*** Opening DATA FOR PROCESSING ***

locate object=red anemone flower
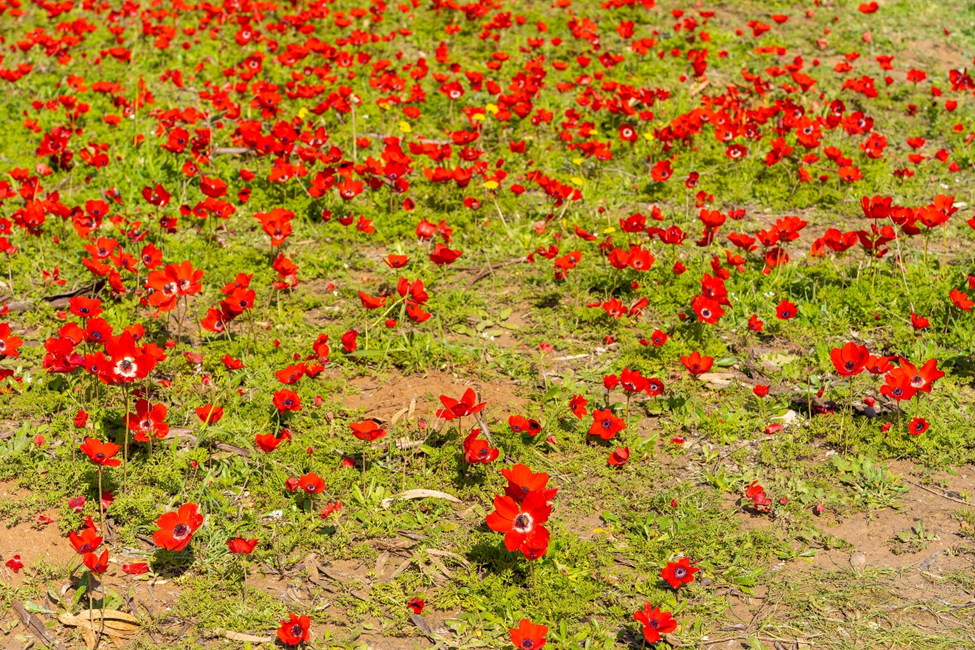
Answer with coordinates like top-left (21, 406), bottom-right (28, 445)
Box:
top-left (486, 489), bottom-right (552, 559)
top-left (436, 388), bottom-right (486, 420)
top-left (350, 420), bottom-right (387, 442)
top-left (384, 254), bottom-right (409, 269)
top-left (357, 291), bottom-right (387, 310)
top-left (463, 429), bottom-right (499, 464)
top-left (775, 299), bottom-right (798, 320)
top-left (83, 550), bottom-right (110, 574)
top-left (508, 415), bottom-right (542, 436)
top-left (126, 399), bottom-right (169, 442)
top-left (661, 557), bottom-right (699, 589)
top-left (196, 404), bottom-right (224, 424)
top-left (620, 368), bottom-right (650, 393)
top-left (680, 351), bottom-right (714, 375)
top-left (80, 437), bottom-right (122, 467)
top-left (226, 537), bottom-right (259, 554)
top-left (589, 409), bottom-right (625, 440)
top-left (255, 432), bottom-right (285, 453)
top-left (830, 342), bottom-right (869, 377)
top-left (608, 447), bottom-right (630, 466)
top-left (429, 243), bottom-right (463, 266)
top-left (633, 604), bottom-right (678, 643)
top-left (153, 503), bottom-right (203, 552)
top-left (407, 598), bottom-right (425, 615)
top-left (501, 464), bottom-right (558, 504)
top-left (69, 527), bottom-right (103, 554)
top-left (880, 370), bottom-right (916, 402)
top-left (273, 389), bottom-right (302, 413)
top-left (569, 394), bottom-right (588, 419)
top-left (509, 619), bottom-right (548, 650)
top-left (898, 358), bottom-right (944, 393)
top-left (0, 323), bottom-right (23, 357)
top-left (298, 472), bottom-right (326, 494)
top-left (908, 417), bottom-right (929, 436)
top-left (277, 614), bottom-right (311, 646)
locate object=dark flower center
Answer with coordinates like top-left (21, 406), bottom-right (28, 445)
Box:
top-left (601, 418), bottom-right (612, 430)
top-left (95, 452), bottom-right (104, 460)
top-left (291, 624), bottom-right (303, 637)
top-left (521, 641), bottom-right (534, 649)
top-left (513, 513), bottom-right (533, 532)
top-left (673, 567), bottom-right (687, 579)
top-left (845, 361), bottom-right (855, 371)
top-left (172, 523), bottom-right (189, 539)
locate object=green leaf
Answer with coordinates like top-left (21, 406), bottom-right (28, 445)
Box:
top-left (23, 600), bottom-right (55, 615)
top-left (541, 386), bottom-right (561, 403)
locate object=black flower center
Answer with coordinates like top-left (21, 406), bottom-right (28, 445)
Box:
top-left (513, 513), bottom-right (533, 533)
top-left (173, 523), bottom-right (189, 538)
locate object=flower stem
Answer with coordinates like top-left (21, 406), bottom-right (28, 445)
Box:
top-left (123, 387), bottom-right (130, 493)
top-left (97, 467), bottom-right (105, 534)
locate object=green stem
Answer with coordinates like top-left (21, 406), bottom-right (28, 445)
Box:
top-left (123, 388), bottom-right (130, 493)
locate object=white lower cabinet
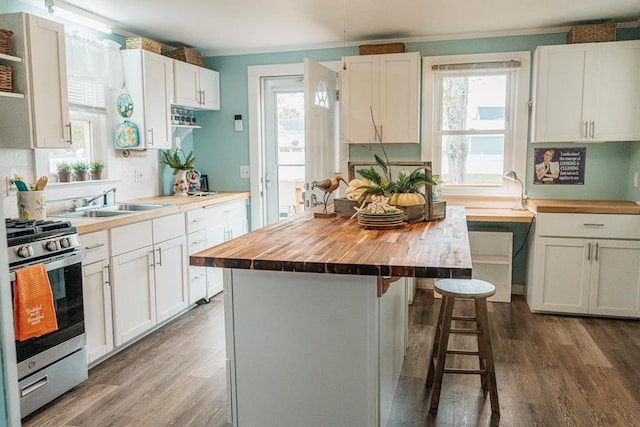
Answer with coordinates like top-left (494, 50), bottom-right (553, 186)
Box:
top-left (186, 208), bottom-right (207, 303)
top-left (527, 213), bottom-right (640, 318)
top-left (110, 213), bottom-right (187, 346)
top-left (80, 230), bottom-right (113, 364)
top-left (205, 200), bottom-right (248, 297)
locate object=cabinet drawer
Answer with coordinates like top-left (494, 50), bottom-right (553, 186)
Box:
top-left (187, 229), bottom-right (207, 255)
top-left (536, 213), bottom-right (640, 239)
top-left (110, 221), bottom-right (153, 256)
top-left (186, 208), bottom-right (205, 233)
top-left (80, 230), bottom-right (109, 265)
top-left (153, 213), bottom-right (185, 243)
top-left (205, 200), bottom-right (246, 222)
top-left (188, 267), bottom-right (207, 304)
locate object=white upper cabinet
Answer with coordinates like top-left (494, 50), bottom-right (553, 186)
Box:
top-left (173, 60), bottom-right (220, 110)
top-left (0, 13), bottom-right (70, 149)
top-left (531, 40), bottom-right (640, 142)
top-left (341, 52), bottom-right (420, 144)
top-left (121, 49), bottom-right (174, 149)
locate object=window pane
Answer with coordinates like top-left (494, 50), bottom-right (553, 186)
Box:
top-left (441, 75), bottom-right (507, 131)
top-left (276, 91), bottom-right (305, 220)
top-left (48, 119), bottom-right (92, 173)
top-left (441, 134), bottom-right (504, 185)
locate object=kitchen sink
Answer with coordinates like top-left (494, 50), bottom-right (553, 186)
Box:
top-left (99, 203), bottom-right (172, 211)
top-left (50, 210), bottom-right (134, 218)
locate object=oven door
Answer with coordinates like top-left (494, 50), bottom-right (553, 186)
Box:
top-left (10, 250), bottom-right (85, 377)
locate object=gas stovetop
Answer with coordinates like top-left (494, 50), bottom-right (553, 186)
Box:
top-left (5, 219), bottom-right (80, 268)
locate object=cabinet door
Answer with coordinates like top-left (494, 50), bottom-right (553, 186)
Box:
top-left (532, 44), bottom-right (588, 142)
top-left (589, 240), bottom-right (640, 318)
top-left (534, 237), bottom-right (590, 313)
top-left (111, 246), bottom-right (156, 346)
top-left (199, 67), bottom-right (220, 110)
top-left (82, 259), bottom-right (113, 364)
top-left (174, 61), bottom-right (200, 108)
top-left (589, 41), bottom-right (640, 141)
top-left (155, 236), bottom-right (188, 322)
top-left (143, 51), bottom-right (174, 149)
top-left (26, 14), bottom-right (69, 148)
top-left (341, 55), bottom-right (377, 143)
top-left (378, 52), bottom-right (420, 143)
top-left (189, 267), bottom-right (207, 304)
top-left (227, 217), bottom-right (248, 241)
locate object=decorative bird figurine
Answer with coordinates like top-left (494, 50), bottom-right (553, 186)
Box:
top-left (312, 173), bottom-right (348, 213)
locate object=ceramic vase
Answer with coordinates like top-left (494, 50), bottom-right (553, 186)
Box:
top-left (172, 169), bottom-right (189, 195)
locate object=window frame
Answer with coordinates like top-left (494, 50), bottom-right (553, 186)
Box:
top-left (421, 51), bottom-right (531, 202)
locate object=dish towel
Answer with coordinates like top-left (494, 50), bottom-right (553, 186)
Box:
top-left (13, 264), bottom-right (58, 342)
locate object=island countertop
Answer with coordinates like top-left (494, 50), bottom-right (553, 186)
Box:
top-left (190, 205), bottom-right (472, 279)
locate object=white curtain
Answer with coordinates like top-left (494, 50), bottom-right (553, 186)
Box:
top-left (65, 30), bottom-right (123, 88)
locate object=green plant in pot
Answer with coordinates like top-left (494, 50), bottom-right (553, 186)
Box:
top-left (90, 161), bottom-right (105, 180)
top-left (160, 149), bottom-right (196, 195)
top-left (56, 161), bottom-right (72, 183)
top-left (72, 161), bottom-right (90, 181)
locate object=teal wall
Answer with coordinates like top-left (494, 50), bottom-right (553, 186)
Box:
top-left (196, 27), bottom-right (640, 198)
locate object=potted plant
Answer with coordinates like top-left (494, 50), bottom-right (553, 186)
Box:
top-left (90, 161), bottom-right (105, 180)
top-left (160, 149), bottom-right (196, 195)
top-left (72, 161), bottom-right (89, 181)
top-left (56, 161), bottom-right (72, 183)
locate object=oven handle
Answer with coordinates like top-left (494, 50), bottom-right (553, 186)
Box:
top-left (9, 251), bottom-right (84, 282)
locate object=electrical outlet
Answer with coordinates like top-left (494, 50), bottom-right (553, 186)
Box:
top-left (135, 170), bottom-right (144, 182)
top-left (240, 166), bottom-right (250, 179)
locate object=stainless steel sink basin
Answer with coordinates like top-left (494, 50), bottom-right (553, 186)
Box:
top-left (99, 203), bottom-right (172, 212)
top-left (50, 210), bottom-right (133, 218)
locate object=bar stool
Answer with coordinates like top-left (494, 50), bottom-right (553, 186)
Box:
top-left (426, 278), bottom-right (499, 417)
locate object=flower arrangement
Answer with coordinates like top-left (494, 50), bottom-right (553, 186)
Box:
top-left (160, 149), bottom-right (196, 174)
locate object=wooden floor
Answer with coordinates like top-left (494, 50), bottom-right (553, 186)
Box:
top-left (23, 290), bottom-right (640, 426)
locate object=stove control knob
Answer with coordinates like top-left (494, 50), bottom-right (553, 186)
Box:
top-left (16, 245), bottom-right (34, 258)
top-left (59, 238), bottom-right (71, 248)
top-left (45, 240), bottom-right (59, 251)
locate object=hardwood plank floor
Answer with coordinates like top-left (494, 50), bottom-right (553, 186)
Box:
top-left (22, 290), bottom-right (640, 426)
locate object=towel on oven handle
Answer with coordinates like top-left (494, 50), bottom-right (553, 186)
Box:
top-left (13, 264), bottom-right (58, 342)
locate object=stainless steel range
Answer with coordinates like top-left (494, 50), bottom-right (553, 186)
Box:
top-left (6, 218), bottom-right (88, 418)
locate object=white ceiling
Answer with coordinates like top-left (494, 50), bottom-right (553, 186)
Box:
top-left (62, 0), bottom-right (640, 56)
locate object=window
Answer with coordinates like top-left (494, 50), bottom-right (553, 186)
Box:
top-left (422, 52), bottom-right (531, 198)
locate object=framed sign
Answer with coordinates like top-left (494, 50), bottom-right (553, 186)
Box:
top-left (199, 174), bottom-right (209, 192)
top-left (534, 147), bottom-right (586, 185)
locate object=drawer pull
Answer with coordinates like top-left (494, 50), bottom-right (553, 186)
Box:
top-left (191, 239), bottom-right (205, 245)
top-left (21, 375), bottom-right (48, 397)
top-left (191, 218), bottom-right (203, 223)
top-left (84, 243), bottom-right (105, 250)
top-left (583, 223), bottom-right (605, 228)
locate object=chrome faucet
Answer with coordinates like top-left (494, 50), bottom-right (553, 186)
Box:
top-left (85, 187), bottom-right (117, 207)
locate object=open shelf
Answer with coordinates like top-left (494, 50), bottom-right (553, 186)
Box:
top-left (0, 53), bottom-right (22, 63)
top-left (0, 91), bottom-right (24, 99)
top-left (172, 124), bottom-right (201, 140)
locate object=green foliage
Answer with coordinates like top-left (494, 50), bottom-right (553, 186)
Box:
top-left (160, 149), bottom-right (196, 175)
top-left (56, 161), bottom-right (72, 173)
top-left (90, 161), bottom-right (104, 171)
top-left (71, 161), bottom-right (89, 171)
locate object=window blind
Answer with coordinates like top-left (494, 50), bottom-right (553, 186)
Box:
top-left (67, 78), bottom-right (107, 113)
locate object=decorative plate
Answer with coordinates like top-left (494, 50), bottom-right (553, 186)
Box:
top-left (116, 92), bottom-right (134, 118)
top-left (357, 209), bottom-right (404, 229)
top-left (114, 120), bottom-right (140, 148)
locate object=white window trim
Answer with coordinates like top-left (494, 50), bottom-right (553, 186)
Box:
top-left (421, 51), bottom-right (531, 205)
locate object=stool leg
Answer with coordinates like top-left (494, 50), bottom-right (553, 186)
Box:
top-left (474, 299), bottom-right (488, 392)
top-left (426, 294), bottom-right (447, 387)
top-left (476, 297), bottom-right (499, 417)
top-left (429, 295), bottom-right (455, 415)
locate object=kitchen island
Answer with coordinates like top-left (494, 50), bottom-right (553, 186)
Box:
top-left (191, 206), bottom-right (472, 427)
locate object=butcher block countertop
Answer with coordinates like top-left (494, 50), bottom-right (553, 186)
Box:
top-left (190, 206), bottom-right (472, 279)
top-left (49, 192), bottom-right (249, 235)
top-left (527, 199), bottom-right (640, 215)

*** Closing DATA FOR PROCESSING ***

** WHAT THE TASK ASKS **
Report each line of the data that includes the string "drawer".

** SOLVED EXERCISE **
locate object=cabinet drawer
locate object=drawer pull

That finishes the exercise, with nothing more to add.